◆ Work task:
Within the records below, find each line that holds the string "tripod", then copy it.

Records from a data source
§ §
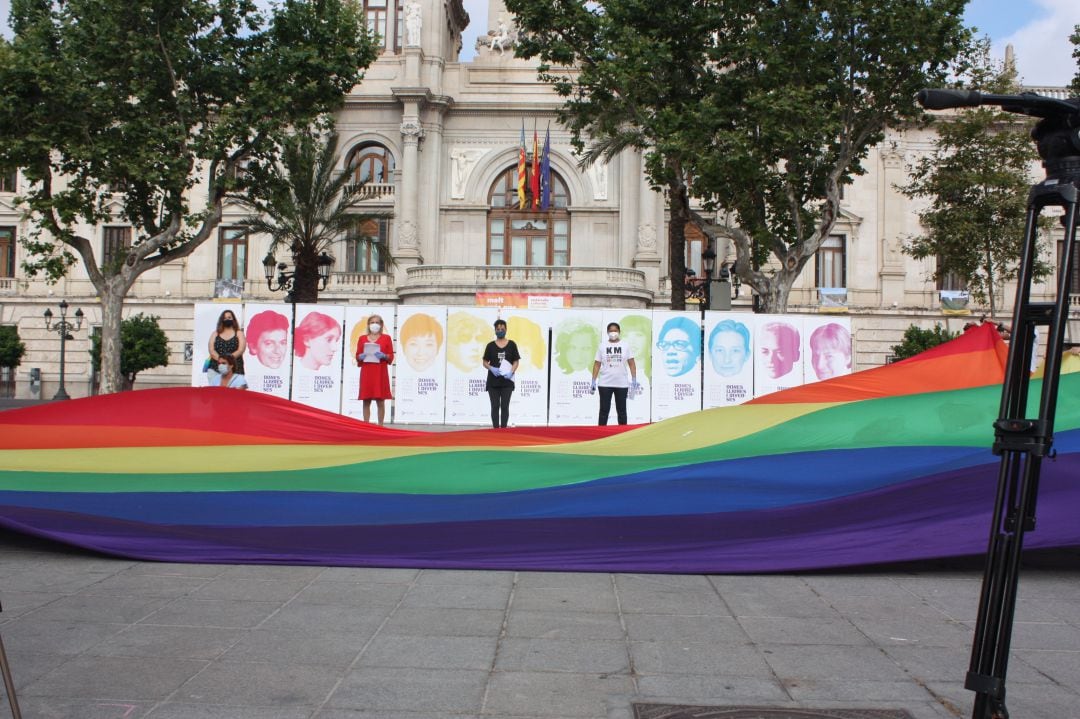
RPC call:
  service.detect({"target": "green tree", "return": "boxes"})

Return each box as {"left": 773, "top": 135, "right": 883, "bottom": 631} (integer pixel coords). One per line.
{"left": 90, "top": 313, "right": 169, "bottom": 390}
{"left": 1072, "top": 26, "right": 1080, "bottom": 95}
{"left": 0, "top": 0, "right": 377, "bottom": 393}
{"left": 507, "top": 0, "right": 969, "bottom": 312}
{"left": 0, "top": 325, "right": 26, "bottom": 369}
{"left": 890, "top": 324, "right": 959, "bottom": 361}
{"left": 900, "top": 40, "right": 1046, "bottom": 318}
{"left": 239, "top": 129, "right": 391, "bottom": 304}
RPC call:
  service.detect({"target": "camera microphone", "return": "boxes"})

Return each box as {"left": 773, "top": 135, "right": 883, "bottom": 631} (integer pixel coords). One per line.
{"left": 917, "top": 89, "right": 982, "bottom": 110}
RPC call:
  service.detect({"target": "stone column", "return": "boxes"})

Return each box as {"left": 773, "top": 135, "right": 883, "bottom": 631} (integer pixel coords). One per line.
{"left": 634, "top": 158, "right": 663, "bottom": 292}
{"left": 879, "top": 143, "right": 907, "bottom": 306}
{"left": 396, "top": 114, "right": 424, "bottom": 268}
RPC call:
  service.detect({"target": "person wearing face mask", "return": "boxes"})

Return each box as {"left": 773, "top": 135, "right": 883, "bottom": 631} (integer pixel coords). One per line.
{"left": 356, "top": 314, "right": 394, "bottom": 425}
{"left": 208, "top": 309, "right": 246, "bottom": 375}
{"left": 591, "top": 322, "right": 639, "bottom": 426}
{"left": 482, "top": 319, "right": 521, "bottom": 429}
{"left": 211, "top": 353, "right": 248, "bottom": 389}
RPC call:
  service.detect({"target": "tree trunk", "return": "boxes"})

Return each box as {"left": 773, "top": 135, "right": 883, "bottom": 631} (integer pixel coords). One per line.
{"left": 98, "top": 281, "right": 128, "bottom": 394}
{"left": 291, "top": 250, "right": 322, "bottom": 304}
{"left": 755, "top": 278, "right": 793, "bottom": 314}
{"left": 668, "top": 182, "right": 690, "bottom": 311}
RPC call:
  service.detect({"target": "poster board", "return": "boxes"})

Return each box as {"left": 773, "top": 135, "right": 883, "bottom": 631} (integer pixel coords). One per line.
{"left": 342, "top": 305, "right": 398, "bottom": 420}
{"left": 601, "top": 309, "right": 653, "bottom": 424}
{"left": 650, "top": 311, "right": 703, "bottom": 422}
{"left": 753, "top": 315, "right": 805, "bottom": 398}
{"left": 241, "top": 303, "right": 292, "bottom": 399}
{"left": 191, "top": 302, "right": 244, "bottom": 387}
{"left": 445, "top": 307, "right": 501, "bottom": 424}
{"left": 803, "top": 317, "right": 853, "bottom": 384}
{"left": 290, "top": 304, "right": 345, "bottom": 413}
{"left": 548, "top": 309, "right": 604, "bottom": 425}
{"left": 394, "top": 306, "right": 448, "bottom": 424}
{"left": 703, "top": 311, "right": 755, "bottom": 408}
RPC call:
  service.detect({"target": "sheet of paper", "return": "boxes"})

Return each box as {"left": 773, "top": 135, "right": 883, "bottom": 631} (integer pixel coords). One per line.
{"left": 362, "top": 342, "right": 381, "bottom": 363}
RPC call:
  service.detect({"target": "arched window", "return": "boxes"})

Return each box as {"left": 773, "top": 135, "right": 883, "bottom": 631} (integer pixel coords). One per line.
{"left": 347, "top": 143, "right": 396, "bottom": 185}
{"left": 487, "top": 167, "right": 570, "bottom": 266}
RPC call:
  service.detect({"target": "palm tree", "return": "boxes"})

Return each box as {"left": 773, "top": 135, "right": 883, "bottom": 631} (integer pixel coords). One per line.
{"left": 240, "top": 128, "right": 391, "bottom": 304}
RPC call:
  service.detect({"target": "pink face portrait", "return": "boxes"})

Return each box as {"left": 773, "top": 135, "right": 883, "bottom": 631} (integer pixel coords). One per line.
{"left": 301, "top": 328, "right": 341, "bottom": 371}
{"left": 253, "top": 329, "right": 288, "bottom": 369}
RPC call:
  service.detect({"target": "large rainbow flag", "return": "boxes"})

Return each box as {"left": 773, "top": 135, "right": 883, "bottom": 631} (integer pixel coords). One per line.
{"left": 0, "top": 324, "right": 1077, "bottom": 573}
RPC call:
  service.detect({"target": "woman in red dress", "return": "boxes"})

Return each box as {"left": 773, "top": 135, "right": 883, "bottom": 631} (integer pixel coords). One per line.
{"left": 356, "top": 314, "right": 394, "bottom": 425}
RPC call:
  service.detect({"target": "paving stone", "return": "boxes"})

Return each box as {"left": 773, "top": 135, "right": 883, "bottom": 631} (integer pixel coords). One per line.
{"left": 255, "top": 601, "right": 390, "bottom": 634}
{"left": 218, "top": 628, "right": 370, "bottom": 667}
{"left": 415, "top": 569, "right": 514, "bottom": 586}
{"left": 84, "top": 624, "right": 245, "bottom": 661}
{"left": 617, "top": 590, "right": 731, "bottom": 616}
{"left": 844, "top": 615, "right": 973, "bottom": 647}
{"left": 400, "top": 582, "right": 510, "bottom": 610}
{"left": 517, "top": 571, "right": 615, "bottom": 590}
{"left": 782, "top": 678, "right": 938, "bottom": 702}
{"left": 624, "top": 614, "right": 747, "bottom": 644}
{"left": 145, "top": 704, "right": 312, "bottom": 718}
{"left": 737, "top": 616, "right": 869, "bottom": 646}
{"left": 23, "top": 594, "right": 170, "bottom": 624}
{"left": 1008, "top": 620, "right": 1080, "bottom": 650}
{"left": 357, "top": 634, "right": 498, "bottom": 670}
{"left": 507, "top": 609, "right": 626, "bottom": 640}
{"left": 379, "top": 607, "right": 505, "bottom": 637}
{"left": 329, "top": 667, "right": 487, "bottom": 713}
{"left": 190, "top": 578, "right": 311, "bottom": 602}
{"left": 290, "top": 581, "right": 409, "bottom": 607}
{"left": 631, "top": 640, "right": 769, "bottom": 676}
{"left": 173, "top": 660, "right": 343, "bottom": 706}
{"left": 141, "top": 598, "right": 281, "bottom": 629}
{"left": 315, "top": 567, "right": 420, "bottom": 583}
{"left": 495, "top": 637, "right": 629, "bottom": 674}
{"left": 634, "top": 673, "right": 789, "bottom": 703}
{"left": 760, "top": 644, "right": 911, "bottom": 682}
{"left": 3, "top": 618, "right": 128, "bottom": 655}
{"left": 512, "top": 585, "right": 619, "bottom": 613}
{"left": 11, "top": 697, "right": 155, "bottom": 719}
{"left": 77, "top": 571, "right": 212, "bottom": 598}
{"left": 21, "top": 655, "right": 207, "bottom": 699}
{"left": 483, "top": 671, "right": 635, "bottom": 717}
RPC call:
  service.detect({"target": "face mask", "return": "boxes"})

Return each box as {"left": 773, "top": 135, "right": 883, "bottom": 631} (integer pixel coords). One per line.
{"left": 609, "top": 332, "right": 620, "bottom": 341}
{"left": 218, "top": 363, "right": 230, "bottom": 374}
{"left": 369, "top": 323, "right": 381, "bottom": 333}
{"left": 223, "top": 320, "right": 235, "bottom": 328}
{"left": 495, "top": 330, "right": 506, "bottom": 339}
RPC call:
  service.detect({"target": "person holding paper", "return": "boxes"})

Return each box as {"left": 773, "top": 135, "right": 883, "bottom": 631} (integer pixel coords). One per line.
{"left": 356, "top": 314, "right": 394, "bottom": 425}
{"left": 482, "top": 319, "right": 521, "bottom": 429}
{"left": 591, "top": 322, "right": 639, "bottom": 426}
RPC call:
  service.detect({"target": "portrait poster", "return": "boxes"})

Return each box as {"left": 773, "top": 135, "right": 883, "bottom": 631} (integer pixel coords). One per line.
{"left": 394, "top": 306, "right": 448, "bottom": 424}
{"left": 601, "top": 309, "right": 653, "bottom": 424}
{"left": 503, "top": 309, "right": 551, "bottom": 426}
{"left": 548, "top": 308, "right": 604, "bottom": 426}
{"left": 290, "top": 304, "right": 345, "bottom": 413}
{"left": 702, "top": 311, "right": 755, "bottom": 408}
{"left": 342, "top": 305, "right": 398, "bottom": 421}
{"left": 753, "top": 315, "right": 806, "bottom": 398}
{"left": 445, "top": 307, "right": 501, "bottom": 424}
{"left": 241, "top": 303, "right": 293, "bottom": 399}
{"left": 803, "top": 317, "right": 853, "bottom": 384}
{"left": 651, "top": 311, "right": 703, "bottom": 422}
{"left": 191, "top": 301, "right": 244, "bottom": 387}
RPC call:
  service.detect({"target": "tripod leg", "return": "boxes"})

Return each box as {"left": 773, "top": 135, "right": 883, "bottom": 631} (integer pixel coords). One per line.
{"left": 0, "top": 633, "right": 21, "bottom": 719}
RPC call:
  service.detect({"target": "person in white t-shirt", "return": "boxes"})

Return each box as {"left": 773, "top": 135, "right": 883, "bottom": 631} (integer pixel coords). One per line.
{"left": 590, "top": 322, "right": 639, "bottom": 426}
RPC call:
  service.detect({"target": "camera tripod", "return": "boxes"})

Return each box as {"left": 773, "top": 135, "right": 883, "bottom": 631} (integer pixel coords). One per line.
{"left": 918, "top": 89, "right": 1080, "bottom": 719}
{"left": 0, "top": 601, "right": 22, "bottom": 718}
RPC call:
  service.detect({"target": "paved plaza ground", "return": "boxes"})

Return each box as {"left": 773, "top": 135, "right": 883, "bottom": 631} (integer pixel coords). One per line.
{"left": 0, "top": 529, "right": 1077, "bottom": 719}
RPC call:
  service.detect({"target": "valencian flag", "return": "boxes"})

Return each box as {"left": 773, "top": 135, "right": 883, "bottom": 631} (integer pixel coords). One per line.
{"left": 530, "top": 127, "right": 541, "bottom": 209}
{"left": 517, "top": 122, "right": 527, "bottom": 209}
{"left": 540, "top": 126, "right": 552, "bottom": 211}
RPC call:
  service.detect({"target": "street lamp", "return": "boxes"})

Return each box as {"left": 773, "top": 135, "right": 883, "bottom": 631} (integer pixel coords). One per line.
{"left": 701, "top": 246, "right": 717, "bottom": 314}
{"left": 43, "top": 300, "right": 84, "bottom": 401}
{"left": 262, "top": 250, "right": 335, "bottom": 303}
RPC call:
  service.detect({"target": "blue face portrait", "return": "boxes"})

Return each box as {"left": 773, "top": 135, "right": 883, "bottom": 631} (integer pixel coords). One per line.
{"left": 656, "top": 316, "right": 701, "bottom": 377}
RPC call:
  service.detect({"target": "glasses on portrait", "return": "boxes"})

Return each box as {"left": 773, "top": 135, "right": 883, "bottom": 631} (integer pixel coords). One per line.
{"left": 656, "top": 339, "right": 692, "bottom": 351}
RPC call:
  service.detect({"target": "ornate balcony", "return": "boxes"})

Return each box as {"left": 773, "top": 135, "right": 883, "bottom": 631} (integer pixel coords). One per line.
{"left": 398, "top": 265, "right": 654, "bottom": 307}
{"left": 344, "top": 183, "right": 395, "bottom": 202}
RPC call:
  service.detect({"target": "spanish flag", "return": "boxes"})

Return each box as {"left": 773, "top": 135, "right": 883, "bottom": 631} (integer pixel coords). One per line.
{"left": 517, "top": 123, "right": 527, "bottom": 210}
{"left": 530, "top": 127, "right": 540, "bottom": 209}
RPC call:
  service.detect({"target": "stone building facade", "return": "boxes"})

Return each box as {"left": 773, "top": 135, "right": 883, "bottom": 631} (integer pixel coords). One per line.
{"left": 0, "top": 0, "right": 1075, "bottom": 398}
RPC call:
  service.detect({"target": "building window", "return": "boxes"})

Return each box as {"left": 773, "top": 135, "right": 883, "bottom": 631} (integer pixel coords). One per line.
{"left": 347, "top": 143, "right": 396, "bottom": 185}
{"left": 102, "top": 226, "right": 132, "bottom": 269}
{"left": 0, "top": 169, "right": 16, "bottom": 193}
{"left": 218, "top": 227, "right": 248, "bottom": 280}
{"left": 1059, "top": 240, "right": 1080, "bottom": 296}
{"left": 815, "top": 234, "right": 846, "bottom": 288}
{"left": 684, "top": 223, "right": 706, "bottom": 278}
{"left": 487, "top": 166, "right": 570, "bottom": 266}
{"left": 936, "top": 258, "right": 967, "bottom": 292}
{"left": 364, "top": 0, "right": 388, "bottom": 51}
{"left": 347, "top": 218, "right": 389, "bottom": 272}
{"left": 0, "top": 227, "right": 15, "bottom": 278}
{"left": 394, "top": 0, "right": 404, "bottom": 51}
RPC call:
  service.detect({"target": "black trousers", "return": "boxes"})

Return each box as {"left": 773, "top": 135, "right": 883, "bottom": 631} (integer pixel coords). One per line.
{"left": 598, "top": 386, "right": 629, "bottom": 425}
{"left": 488, "top": 386, "right": 513, "bottom": 428}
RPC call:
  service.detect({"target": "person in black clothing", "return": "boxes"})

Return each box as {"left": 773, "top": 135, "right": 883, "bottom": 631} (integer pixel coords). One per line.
{"left": 482, "top": 319, "right": 521, "bottom": 428}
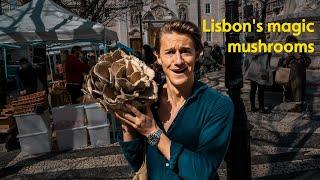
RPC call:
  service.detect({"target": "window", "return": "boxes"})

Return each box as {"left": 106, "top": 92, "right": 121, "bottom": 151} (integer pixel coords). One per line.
{"left": 206, "top": 32, "right": 211, "bottom": 42}
{"left": 131, "top": 13, "right": 139, "bottom": 26}
{"left": 179, "top": 5, "right": 187, "bottom": 20}
{"left": 205, "top": 3, "right": 211, "bottom": 14}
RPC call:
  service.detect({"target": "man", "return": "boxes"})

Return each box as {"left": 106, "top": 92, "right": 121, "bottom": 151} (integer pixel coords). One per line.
{"left": 117, "top": 20, "right": 233, "bottom": 180}
{"left": 65, "top": 46, "right": 90, "bottom": 104}
{"left": 212, "top": 44, "right": 224, "bottom": 70}
{"left": 202, "top": 42, "right": 215, "bottom": 73}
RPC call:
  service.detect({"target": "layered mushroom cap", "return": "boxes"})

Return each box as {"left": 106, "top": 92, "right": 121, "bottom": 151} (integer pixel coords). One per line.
{"left": 82, "top": 49, "right": 158, "bottom": 112}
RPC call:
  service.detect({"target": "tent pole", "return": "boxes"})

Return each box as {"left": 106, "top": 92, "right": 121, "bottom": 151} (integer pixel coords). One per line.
{"left": 47, "top": 51, "right": 54, "bottom": 83}
{"left": 27, "top": 45, "right": 31, "bottom": 62}
{"left": 2, "top": 47, "right": 7, "bottom": 79}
§ §
◆ Your solution:
  service.detect({"target": "tripod leg", "return": "boxes"})
  service.detect({"target": "camera tripod", "return": "boxes"})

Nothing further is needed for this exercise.